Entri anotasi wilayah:
<<<<
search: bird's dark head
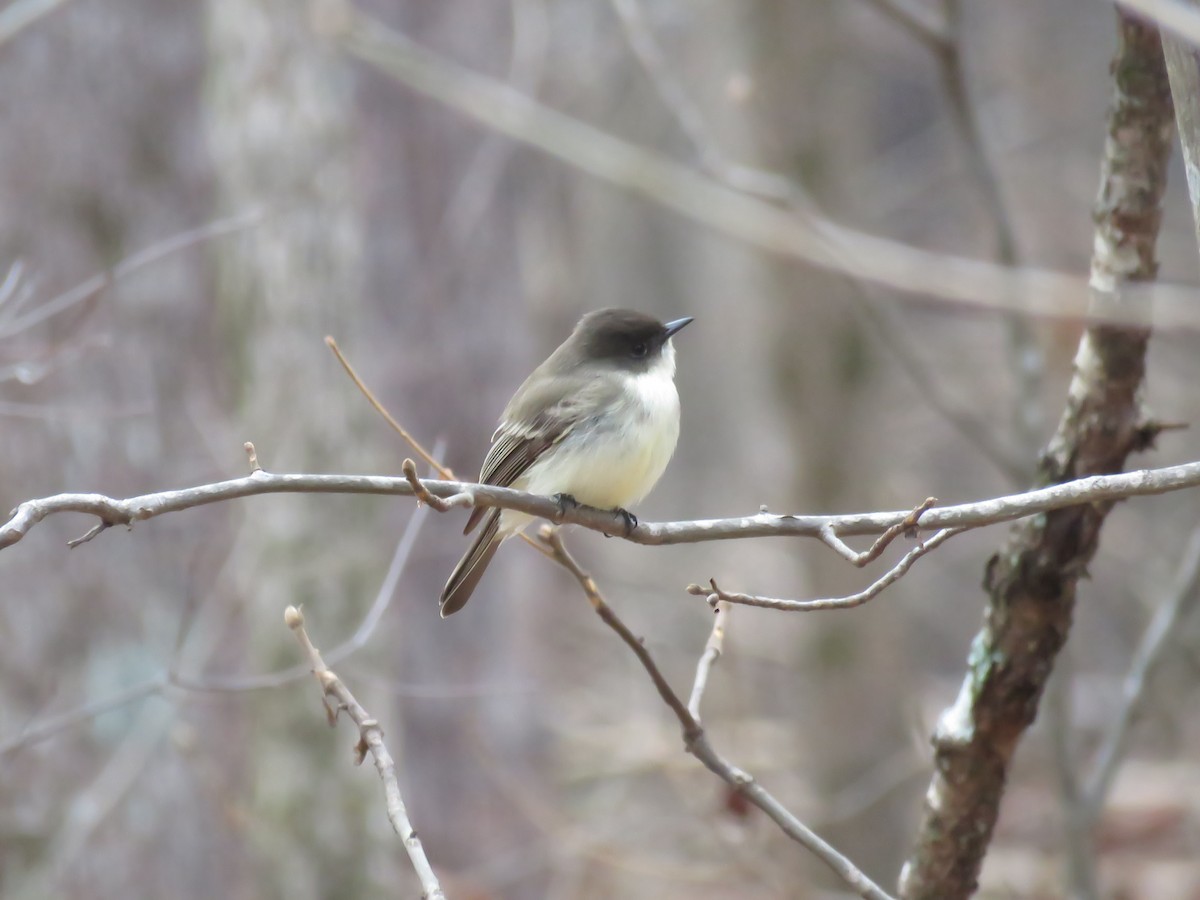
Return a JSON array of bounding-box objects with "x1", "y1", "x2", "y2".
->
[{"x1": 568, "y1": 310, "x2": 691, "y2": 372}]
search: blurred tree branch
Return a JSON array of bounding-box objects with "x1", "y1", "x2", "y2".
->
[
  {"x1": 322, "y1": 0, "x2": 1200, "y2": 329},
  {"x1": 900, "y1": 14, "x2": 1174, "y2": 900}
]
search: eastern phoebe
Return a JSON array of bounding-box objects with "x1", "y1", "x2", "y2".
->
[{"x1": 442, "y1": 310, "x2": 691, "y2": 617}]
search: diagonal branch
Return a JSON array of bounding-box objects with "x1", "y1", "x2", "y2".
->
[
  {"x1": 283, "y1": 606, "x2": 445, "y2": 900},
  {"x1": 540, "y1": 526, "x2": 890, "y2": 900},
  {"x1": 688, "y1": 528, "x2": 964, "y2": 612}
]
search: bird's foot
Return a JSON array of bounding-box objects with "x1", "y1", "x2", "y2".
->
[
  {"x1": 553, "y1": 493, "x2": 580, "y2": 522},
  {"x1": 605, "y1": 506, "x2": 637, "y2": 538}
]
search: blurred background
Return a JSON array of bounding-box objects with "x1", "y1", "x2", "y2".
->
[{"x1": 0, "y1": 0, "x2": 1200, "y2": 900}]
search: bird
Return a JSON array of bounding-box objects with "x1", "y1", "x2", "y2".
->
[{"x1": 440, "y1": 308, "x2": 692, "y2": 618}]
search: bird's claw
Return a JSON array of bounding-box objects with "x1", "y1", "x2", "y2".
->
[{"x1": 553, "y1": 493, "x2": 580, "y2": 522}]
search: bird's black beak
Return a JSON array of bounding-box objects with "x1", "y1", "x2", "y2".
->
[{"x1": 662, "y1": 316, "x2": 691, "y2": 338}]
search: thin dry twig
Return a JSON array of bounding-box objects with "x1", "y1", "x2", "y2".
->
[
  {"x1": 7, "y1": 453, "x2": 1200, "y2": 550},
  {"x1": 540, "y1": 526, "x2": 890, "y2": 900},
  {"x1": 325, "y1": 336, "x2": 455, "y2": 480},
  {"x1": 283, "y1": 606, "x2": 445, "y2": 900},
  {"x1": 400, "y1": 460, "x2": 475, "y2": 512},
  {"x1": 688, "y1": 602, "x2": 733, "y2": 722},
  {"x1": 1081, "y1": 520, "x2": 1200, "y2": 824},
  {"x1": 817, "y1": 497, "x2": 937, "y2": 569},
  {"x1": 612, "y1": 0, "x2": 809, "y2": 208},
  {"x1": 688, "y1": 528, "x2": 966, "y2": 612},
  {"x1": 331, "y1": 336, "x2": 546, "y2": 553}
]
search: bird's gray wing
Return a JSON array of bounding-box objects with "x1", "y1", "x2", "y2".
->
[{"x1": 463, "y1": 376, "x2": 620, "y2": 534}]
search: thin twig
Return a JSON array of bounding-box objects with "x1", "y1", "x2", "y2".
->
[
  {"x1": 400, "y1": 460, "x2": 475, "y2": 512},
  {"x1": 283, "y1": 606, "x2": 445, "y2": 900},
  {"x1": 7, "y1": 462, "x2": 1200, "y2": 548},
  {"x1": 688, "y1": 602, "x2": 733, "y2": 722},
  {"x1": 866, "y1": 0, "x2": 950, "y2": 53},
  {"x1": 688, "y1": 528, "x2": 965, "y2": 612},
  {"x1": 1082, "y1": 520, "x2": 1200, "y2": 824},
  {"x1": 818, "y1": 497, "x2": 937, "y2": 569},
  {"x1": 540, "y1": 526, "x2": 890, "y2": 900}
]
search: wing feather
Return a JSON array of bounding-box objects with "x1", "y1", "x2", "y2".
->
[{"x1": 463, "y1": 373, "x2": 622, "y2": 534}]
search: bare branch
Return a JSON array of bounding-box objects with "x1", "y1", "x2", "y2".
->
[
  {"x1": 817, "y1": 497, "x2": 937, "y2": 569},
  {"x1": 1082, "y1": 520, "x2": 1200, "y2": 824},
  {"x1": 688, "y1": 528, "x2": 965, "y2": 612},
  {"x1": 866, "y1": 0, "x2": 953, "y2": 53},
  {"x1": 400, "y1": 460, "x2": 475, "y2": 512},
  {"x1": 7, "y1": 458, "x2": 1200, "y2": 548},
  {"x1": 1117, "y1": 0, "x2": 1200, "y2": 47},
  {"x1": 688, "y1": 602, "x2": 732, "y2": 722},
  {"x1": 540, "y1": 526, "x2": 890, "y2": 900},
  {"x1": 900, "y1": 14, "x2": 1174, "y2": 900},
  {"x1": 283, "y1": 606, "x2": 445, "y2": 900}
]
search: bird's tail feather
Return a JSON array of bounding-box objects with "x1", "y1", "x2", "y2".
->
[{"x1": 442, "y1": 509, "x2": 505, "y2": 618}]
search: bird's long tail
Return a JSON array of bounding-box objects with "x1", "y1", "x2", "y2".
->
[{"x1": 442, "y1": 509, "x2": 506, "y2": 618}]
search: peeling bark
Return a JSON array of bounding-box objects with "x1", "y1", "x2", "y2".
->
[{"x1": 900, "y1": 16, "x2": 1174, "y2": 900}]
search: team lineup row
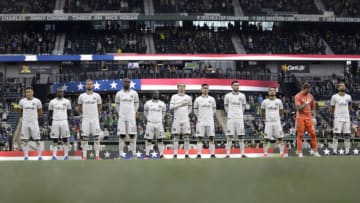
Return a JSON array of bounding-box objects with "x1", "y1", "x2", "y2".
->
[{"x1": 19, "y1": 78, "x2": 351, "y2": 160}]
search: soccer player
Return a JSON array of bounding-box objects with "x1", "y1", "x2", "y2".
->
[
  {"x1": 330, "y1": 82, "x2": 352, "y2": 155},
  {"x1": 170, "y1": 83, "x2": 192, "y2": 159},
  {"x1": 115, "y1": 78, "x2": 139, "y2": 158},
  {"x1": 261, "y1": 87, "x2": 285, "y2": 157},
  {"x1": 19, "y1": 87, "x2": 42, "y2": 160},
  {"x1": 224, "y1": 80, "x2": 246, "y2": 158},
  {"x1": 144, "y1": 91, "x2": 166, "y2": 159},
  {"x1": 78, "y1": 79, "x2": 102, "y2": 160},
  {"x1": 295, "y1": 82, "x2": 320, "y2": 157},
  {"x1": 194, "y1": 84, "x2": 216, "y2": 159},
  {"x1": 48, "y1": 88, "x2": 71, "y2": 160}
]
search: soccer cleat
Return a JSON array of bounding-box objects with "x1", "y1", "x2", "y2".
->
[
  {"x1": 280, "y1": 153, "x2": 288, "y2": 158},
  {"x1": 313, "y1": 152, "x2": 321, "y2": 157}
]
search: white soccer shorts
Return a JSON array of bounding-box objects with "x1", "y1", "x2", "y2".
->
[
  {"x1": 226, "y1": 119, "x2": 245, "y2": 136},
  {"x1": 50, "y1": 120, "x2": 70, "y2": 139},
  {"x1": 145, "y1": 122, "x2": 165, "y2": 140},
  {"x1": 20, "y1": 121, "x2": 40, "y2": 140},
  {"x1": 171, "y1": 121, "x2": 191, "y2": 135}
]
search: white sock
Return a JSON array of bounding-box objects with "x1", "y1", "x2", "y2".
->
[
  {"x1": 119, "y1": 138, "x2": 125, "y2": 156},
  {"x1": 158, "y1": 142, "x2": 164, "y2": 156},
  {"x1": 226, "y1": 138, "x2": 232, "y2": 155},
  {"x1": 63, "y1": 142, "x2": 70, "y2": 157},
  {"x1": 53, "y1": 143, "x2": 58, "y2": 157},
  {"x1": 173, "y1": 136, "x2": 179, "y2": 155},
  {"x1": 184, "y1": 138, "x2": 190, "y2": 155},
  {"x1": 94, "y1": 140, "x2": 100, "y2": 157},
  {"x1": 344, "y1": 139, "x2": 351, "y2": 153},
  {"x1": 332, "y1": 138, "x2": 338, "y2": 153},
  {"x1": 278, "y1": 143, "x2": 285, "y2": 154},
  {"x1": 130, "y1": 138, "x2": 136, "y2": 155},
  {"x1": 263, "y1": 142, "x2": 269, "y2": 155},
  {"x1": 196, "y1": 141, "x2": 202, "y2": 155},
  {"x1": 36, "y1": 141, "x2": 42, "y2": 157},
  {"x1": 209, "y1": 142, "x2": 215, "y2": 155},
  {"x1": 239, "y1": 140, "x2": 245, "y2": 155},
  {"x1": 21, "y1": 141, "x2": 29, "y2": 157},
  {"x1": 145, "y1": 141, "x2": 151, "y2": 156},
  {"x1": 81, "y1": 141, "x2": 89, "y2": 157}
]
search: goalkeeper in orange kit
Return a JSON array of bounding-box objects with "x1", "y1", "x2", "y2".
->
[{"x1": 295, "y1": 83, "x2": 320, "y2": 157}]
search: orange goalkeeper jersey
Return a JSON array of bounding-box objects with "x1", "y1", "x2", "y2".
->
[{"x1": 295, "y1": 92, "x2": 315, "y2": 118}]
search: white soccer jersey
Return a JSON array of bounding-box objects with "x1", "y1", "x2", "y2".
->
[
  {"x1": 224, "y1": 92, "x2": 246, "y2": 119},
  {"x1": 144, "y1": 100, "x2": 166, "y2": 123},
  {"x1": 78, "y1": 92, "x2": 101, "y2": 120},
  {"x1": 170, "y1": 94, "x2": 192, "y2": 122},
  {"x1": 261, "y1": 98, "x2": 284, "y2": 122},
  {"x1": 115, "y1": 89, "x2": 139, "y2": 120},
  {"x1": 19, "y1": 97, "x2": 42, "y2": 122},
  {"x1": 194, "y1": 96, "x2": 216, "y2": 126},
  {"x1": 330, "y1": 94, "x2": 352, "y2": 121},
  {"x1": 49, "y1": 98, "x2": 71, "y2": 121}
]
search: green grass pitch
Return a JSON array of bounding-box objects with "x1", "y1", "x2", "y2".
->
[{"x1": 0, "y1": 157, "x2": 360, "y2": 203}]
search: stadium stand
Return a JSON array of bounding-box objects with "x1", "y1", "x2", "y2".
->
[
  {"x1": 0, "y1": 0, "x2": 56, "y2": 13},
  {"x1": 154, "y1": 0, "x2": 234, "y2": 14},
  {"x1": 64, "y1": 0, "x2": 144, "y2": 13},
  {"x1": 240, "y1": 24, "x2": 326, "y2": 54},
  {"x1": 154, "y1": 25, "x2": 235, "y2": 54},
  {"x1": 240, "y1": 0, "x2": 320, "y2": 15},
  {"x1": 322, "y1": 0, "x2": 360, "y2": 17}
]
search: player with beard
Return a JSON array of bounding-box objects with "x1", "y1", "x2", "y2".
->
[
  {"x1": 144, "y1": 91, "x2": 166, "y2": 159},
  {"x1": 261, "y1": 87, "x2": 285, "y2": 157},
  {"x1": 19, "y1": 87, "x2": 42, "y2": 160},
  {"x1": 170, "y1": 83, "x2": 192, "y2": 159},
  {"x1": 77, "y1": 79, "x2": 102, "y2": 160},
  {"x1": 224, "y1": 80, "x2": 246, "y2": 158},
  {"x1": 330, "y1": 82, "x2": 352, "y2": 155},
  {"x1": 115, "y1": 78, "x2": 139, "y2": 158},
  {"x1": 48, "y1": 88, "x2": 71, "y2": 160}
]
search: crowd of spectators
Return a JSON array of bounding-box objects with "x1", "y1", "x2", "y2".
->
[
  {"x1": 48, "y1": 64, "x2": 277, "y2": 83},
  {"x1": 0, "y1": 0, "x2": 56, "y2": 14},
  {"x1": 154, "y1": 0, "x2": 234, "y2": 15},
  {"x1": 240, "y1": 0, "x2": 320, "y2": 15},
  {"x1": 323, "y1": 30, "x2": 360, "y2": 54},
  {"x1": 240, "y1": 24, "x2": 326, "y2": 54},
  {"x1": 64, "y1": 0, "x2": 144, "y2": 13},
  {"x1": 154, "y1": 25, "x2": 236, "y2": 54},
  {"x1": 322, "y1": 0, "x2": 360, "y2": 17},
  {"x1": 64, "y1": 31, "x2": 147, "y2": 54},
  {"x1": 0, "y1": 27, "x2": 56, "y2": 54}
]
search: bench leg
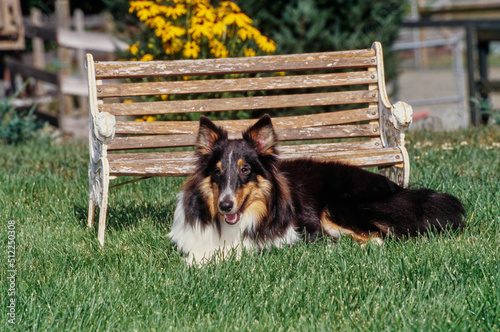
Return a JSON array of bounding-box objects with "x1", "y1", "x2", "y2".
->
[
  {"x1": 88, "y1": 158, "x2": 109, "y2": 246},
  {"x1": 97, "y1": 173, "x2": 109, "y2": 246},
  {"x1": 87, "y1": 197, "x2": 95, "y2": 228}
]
>>>>
Yang Harus Dikerjakan:
Salin kata demi kata baris-baris materi mulai dari baris yang memuat "search: bench leg" hingga akhir materi, termasuk baris pertama dan baris terakhirnya. Jangan sertakan gambar dalam jawaban.

Jawaban Tertulis:
search: bench leg
Return a JSON array of bounding-box objects with "x1", "y1", "x2", "y2".
->
[
  {"x1": 88, "y1": 158, "x2": 109, "y2": 246},
  {"x1": 97, "y1": 173, "x2": 109, "y2": 246},
  {"x1": 87, "y1": 197, "x2": 95, "y2": 228}
]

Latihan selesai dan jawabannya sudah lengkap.